(Stored dataset items)

"""

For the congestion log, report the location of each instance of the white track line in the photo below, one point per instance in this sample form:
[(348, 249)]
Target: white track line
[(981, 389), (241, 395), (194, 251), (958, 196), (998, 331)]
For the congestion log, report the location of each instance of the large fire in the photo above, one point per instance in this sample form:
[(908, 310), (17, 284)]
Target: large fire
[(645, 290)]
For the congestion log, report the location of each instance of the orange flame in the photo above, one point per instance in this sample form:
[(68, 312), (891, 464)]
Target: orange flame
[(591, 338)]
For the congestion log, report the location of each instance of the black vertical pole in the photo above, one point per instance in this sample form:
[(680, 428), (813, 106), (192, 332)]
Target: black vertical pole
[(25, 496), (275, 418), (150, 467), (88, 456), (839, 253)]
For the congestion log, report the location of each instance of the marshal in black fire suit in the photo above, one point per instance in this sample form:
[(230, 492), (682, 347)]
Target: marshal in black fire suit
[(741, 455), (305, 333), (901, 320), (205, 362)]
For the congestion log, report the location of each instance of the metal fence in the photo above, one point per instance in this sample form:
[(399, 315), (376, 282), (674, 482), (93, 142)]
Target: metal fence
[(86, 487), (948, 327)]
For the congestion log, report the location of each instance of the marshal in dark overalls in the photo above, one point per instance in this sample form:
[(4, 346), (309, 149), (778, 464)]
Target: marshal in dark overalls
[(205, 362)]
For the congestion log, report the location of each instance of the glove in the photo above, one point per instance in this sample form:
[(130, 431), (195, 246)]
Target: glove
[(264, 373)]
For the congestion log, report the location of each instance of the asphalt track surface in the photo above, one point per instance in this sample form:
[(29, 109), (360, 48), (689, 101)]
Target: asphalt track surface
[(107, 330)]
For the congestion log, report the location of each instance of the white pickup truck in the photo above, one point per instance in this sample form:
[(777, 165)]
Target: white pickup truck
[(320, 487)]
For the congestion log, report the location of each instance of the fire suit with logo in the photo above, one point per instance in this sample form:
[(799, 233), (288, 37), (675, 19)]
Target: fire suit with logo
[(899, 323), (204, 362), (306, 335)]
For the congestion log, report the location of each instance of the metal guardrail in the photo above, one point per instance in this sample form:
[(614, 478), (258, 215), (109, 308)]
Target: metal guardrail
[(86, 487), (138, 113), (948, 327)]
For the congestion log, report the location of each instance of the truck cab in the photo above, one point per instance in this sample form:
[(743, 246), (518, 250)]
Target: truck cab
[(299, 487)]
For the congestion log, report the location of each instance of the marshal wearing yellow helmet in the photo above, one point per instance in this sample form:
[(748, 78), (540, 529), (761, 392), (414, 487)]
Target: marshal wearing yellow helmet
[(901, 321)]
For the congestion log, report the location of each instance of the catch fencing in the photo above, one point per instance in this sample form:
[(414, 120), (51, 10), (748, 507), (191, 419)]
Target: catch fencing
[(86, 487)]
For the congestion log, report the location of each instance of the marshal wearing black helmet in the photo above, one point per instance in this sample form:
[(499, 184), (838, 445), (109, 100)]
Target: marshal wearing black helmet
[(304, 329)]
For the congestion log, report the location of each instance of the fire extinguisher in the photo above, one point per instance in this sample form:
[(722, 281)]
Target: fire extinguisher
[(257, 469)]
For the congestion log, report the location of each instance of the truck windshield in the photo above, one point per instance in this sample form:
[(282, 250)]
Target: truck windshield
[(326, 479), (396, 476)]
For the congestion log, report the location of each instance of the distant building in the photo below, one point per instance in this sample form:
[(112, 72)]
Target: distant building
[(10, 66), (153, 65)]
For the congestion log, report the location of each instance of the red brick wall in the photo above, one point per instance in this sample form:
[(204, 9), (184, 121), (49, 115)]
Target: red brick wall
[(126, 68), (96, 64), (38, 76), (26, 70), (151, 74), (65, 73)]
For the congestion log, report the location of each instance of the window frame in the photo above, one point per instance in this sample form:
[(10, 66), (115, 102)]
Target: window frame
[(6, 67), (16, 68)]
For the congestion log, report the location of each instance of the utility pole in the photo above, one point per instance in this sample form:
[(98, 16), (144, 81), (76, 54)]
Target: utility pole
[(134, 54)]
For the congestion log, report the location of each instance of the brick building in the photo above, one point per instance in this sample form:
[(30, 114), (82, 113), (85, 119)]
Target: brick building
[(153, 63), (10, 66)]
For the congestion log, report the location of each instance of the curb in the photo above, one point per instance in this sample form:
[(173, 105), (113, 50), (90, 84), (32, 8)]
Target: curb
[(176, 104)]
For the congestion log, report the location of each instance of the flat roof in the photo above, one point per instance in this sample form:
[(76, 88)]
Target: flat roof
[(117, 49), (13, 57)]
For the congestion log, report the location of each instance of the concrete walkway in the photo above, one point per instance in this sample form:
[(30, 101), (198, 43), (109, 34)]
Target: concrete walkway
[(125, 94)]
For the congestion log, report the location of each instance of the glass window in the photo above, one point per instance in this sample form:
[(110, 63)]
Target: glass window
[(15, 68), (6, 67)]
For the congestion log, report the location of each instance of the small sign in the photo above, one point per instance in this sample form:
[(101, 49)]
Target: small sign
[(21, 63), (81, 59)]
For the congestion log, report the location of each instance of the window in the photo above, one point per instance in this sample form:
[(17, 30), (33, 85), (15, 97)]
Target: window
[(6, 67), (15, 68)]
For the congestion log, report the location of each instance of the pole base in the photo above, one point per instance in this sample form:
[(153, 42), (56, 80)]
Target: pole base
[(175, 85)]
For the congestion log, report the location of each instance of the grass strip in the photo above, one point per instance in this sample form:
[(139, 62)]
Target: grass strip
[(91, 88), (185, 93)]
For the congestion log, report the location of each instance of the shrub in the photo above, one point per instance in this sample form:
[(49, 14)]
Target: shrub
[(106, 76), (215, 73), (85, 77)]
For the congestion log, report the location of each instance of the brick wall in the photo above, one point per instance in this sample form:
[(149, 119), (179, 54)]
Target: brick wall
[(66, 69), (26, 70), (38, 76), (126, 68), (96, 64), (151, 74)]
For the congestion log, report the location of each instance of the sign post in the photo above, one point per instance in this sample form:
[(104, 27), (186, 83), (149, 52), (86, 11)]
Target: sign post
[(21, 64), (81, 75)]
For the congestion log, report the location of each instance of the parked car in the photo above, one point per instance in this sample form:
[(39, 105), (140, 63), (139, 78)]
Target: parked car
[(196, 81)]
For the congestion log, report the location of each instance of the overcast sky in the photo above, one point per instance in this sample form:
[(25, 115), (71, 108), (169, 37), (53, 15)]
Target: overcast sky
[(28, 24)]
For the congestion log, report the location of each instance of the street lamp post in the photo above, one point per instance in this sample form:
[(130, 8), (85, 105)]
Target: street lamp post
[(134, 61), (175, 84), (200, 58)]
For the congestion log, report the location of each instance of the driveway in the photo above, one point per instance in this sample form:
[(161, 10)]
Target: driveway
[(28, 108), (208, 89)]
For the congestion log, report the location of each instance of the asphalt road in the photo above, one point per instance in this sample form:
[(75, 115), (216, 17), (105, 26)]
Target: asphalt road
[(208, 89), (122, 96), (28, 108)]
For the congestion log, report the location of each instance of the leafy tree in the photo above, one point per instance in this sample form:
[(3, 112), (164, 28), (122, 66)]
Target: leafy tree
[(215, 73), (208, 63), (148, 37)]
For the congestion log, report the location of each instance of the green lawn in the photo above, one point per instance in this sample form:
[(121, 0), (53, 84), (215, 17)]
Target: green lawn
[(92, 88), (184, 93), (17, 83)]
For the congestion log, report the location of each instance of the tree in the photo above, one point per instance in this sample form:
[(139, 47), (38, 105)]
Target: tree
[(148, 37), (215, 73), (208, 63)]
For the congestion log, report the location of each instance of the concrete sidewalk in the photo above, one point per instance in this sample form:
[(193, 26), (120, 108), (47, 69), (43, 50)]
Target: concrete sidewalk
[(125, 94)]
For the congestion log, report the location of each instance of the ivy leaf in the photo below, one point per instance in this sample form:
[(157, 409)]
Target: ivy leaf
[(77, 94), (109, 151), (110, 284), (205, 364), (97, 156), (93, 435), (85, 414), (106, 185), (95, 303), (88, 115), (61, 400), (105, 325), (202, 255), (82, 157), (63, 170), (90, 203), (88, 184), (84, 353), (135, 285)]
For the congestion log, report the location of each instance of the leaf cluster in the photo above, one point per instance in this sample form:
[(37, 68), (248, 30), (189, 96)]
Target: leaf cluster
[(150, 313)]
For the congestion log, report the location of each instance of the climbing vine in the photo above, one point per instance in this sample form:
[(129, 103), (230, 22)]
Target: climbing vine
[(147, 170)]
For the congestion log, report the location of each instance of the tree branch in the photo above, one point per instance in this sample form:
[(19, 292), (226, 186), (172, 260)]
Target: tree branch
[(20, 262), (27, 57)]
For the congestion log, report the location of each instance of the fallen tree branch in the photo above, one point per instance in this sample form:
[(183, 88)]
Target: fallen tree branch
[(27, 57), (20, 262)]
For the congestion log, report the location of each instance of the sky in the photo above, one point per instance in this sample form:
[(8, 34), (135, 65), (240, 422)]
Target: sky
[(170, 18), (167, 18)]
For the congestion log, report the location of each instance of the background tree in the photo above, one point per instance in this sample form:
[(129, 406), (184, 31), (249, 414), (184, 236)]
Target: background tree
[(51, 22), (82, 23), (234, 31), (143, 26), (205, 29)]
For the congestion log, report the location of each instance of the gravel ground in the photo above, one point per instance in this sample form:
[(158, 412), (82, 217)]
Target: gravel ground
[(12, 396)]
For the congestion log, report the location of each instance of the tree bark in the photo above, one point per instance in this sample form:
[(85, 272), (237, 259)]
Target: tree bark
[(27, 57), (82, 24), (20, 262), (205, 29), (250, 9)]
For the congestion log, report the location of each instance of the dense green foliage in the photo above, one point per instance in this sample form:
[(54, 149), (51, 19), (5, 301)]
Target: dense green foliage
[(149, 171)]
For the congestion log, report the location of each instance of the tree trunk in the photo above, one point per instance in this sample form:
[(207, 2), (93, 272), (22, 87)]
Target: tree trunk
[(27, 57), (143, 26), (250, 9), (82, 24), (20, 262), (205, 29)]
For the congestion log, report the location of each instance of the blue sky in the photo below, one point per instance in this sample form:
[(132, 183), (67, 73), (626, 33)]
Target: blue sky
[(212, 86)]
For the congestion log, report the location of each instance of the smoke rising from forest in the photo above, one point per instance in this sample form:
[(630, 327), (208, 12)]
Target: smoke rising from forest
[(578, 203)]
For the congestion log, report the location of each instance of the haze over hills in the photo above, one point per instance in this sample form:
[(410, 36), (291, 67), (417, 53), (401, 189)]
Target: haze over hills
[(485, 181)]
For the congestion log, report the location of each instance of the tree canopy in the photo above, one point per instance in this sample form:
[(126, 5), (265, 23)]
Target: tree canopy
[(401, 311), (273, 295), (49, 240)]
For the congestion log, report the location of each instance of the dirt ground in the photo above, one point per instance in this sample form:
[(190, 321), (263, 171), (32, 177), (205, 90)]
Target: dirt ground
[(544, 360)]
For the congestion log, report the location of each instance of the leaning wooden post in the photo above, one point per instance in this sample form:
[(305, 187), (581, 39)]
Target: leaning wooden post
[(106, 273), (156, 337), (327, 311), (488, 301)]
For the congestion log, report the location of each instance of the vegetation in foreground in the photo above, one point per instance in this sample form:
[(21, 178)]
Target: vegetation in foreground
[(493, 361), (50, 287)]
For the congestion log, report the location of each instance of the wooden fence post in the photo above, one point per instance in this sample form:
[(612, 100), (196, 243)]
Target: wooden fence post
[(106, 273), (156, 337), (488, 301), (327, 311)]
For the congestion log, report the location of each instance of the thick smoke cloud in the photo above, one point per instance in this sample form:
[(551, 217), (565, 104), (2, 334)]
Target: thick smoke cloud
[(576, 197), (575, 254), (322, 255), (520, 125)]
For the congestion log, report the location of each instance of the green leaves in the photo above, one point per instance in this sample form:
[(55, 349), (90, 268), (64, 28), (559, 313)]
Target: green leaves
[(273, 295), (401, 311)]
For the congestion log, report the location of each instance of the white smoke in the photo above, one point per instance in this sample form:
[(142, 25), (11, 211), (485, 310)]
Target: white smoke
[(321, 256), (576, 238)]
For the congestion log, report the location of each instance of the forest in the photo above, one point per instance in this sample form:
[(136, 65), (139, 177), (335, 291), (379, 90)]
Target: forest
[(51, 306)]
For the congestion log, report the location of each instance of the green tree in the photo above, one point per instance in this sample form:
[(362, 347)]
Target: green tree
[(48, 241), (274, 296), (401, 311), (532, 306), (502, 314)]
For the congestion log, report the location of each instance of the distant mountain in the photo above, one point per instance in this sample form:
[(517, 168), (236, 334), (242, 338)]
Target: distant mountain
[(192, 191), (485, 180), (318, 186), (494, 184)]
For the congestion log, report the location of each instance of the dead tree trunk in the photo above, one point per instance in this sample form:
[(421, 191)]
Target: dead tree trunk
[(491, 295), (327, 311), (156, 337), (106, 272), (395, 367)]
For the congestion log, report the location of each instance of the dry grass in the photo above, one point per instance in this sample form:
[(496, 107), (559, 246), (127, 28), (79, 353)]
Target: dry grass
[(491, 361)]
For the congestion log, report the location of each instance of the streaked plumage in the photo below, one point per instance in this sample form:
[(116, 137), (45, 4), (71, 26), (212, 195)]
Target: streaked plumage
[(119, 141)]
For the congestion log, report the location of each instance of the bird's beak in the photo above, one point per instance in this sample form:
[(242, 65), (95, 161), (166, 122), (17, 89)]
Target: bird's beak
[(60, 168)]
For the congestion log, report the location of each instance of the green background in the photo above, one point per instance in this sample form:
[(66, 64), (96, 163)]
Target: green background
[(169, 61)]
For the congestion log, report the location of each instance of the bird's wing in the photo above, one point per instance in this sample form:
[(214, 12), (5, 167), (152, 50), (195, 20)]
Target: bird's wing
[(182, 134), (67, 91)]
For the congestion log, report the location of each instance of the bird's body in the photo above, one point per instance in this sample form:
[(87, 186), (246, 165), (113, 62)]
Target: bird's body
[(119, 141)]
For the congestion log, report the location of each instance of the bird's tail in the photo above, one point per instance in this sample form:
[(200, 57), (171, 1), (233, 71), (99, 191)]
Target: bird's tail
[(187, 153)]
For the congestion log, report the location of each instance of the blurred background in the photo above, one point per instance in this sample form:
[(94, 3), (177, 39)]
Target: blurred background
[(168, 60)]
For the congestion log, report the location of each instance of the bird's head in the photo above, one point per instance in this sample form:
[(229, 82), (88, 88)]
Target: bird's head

"""

• WHAT YOU WILL DO:
Can you repeat the lines from the start of the records up to and including the line with "[(645, 290)]", copying them exactly?

• EXPECTED ANSWER:
For the congestion log, report the location of each instance of the white track line in the photo below, one point per instance in this sample form:
[(348, 249)]
Target: white track line
[(981, 389), (241, 395), (194, 251), (958, 196), (998, 331)]
For the congestion log, report the location of each instance of the large fire in the photo above, one point per instance in this sample form:
[(908, 310), (17, 284)]
Target: large fire
[(645, 290)]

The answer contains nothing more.